▸ **Exercise requirements**:
Print only the closing part of the entries. It starts at the line containing "box: [377, 421, 466, 537]" and includes the final line, exactly as written.

Items listed in a dataset

★ ★ ★ ★ ★

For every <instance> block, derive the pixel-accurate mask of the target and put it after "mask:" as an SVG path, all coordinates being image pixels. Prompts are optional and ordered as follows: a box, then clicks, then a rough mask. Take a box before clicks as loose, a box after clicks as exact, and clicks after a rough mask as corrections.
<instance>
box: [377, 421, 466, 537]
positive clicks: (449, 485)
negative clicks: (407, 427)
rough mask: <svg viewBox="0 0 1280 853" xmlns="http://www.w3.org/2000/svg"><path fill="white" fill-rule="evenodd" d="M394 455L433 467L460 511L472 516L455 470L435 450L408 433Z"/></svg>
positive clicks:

★ ★ ★ ★ ★

▸ **Task response**:
box: [377, 421, 466, 537]
positive clicks: (449, 485)
negative clicks: (407, 427)
rough mask: <svg viewBox="0 0 1280 853" xmlns="http://www.w3.org/2000/svg"><path fill="white" fill-rule="evenodd" d="M394 455L433 467L460 511L472 516L455 470L435 450L408 433Z"/></svg>
positive clicks:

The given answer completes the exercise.